# 99214/99215



## HBULLOCK (Jan 29, 2014)

I believe this is a 99214 but Dr. wants to charge a 99215. What do you think? Thanks 

mom states no urine x2 days,drinking ok

pt states also vomiting, diarrhea, fever

Vital Signs 
AGE 15y8.7m
TEMPERATURE 99.3 F
BLOOD PRESSURE 100/62
WEIGHT 131.8 lb
WEIGHT (%) 73

History of Present Illness 
Seen here mutiple times over the past month for multiple illnesses. Vomiting starting two days ago, no diarrhea. Fevers 100-101 at home, more often at night (last fever was 2 nights ago, no fever last night). Cough has improved, less rhinorrhea and congestion. Now mostly complaining of abd pain, mostly right sided pain. Last BM was a couple of days ago, soft nl stool. Had a couple of drops of urine yesterday, maybe a full stream per Mikayla but Mom says only some dribbles. No urine since then per Mom. Today drank a bottle of water, and 1/4 bottle of gatorade. Nothing to eat today, last emesis 11pm last night. Able to keep down the water and gatorade at school today. Some mild pain with urination yesterday, felt like she had some pain at the end of urination. Maybe a little back pain as well. Urine seemed dark yellow yesterday as well. No foul odor. 

Allergies 
ATOMOXETINE HCL - Headaches, Vomiting : Strattera

Physical Exam 
General Appearance 

‎WDWN, NAD, well hydrated, alert and communicative

Skin 

Clear, no rashes, nl skin turgor, nl cap refill

Head 

‎Normocephalic, atraumatic

Eyes 

‎Sclera white, conjunctiva pink. No injection or abnormal discharge noted.

Ears 

‎NL canals, TMs clear with normal landmarks

Nose 

‎NL shape, no discharge

Mouth 

MMM

Throat 

absent tonsils, no erythema

Lymph Nodes 

‎No palpable lymph nodes

Heart 

‎RRR, no murmur, S1 & S2

Lungs 

‎Clear to auscultation, no rales or wheezes

Abdomen 

‎Soft, mild right sided abd tenderness (slight wincing when palpating middle aspect of right side of abd), no guarding, no rebound tenderness, no masses.  Liver/spleen not enlarged.  NL bowel sounds.

Stored data entries:

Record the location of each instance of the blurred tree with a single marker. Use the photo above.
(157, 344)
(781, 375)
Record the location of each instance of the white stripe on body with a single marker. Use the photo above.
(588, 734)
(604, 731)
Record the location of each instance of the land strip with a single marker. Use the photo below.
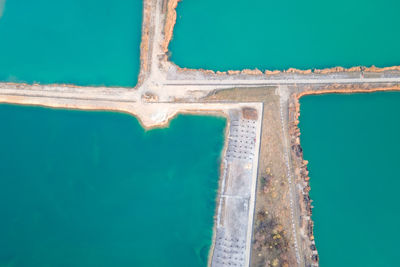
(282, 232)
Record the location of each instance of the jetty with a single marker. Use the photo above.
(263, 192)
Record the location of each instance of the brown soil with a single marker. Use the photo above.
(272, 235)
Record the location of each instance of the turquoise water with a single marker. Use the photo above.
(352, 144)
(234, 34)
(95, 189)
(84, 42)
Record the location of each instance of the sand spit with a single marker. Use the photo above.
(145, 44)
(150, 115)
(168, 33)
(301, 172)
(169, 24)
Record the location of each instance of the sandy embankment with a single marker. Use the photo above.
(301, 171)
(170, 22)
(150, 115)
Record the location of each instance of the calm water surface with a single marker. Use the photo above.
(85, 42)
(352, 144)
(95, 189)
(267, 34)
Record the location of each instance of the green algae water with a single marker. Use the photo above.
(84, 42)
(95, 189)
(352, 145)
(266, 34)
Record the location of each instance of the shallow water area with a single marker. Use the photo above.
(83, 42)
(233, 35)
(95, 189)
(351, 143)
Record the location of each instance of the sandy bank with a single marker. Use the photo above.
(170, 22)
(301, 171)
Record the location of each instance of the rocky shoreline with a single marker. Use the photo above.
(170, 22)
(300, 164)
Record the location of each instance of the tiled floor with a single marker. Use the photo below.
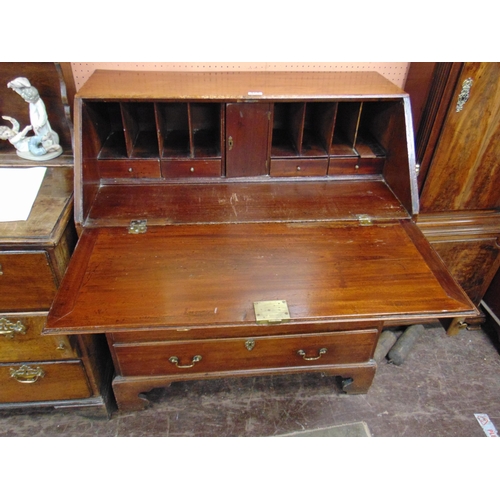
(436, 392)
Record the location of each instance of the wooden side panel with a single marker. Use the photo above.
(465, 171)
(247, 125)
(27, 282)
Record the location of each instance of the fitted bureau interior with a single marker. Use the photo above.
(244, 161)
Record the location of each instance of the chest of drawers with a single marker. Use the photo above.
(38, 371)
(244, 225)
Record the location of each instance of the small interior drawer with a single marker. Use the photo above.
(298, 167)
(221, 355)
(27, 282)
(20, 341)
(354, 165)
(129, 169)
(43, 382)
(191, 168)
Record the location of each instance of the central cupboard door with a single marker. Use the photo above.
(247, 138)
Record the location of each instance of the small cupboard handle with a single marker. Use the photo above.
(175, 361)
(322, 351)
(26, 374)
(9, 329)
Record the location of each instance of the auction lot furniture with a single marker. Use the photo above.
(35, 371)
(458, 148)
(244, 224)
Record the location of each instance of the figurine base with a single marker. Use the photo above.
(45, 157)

Problems and tasks:
a: In the forum post, what reactions are listed for the atomoxetine HCl allergy?
b: Name every item under Vital Signs in the forum post and give its value.

Numbered answers:
a: Headaches and vomiting.

b:
Age: 15y8.7m
Temperature: 99.3 F
Blood pressure: 100/62
Weight: 131.8 lb
Weight (%): 73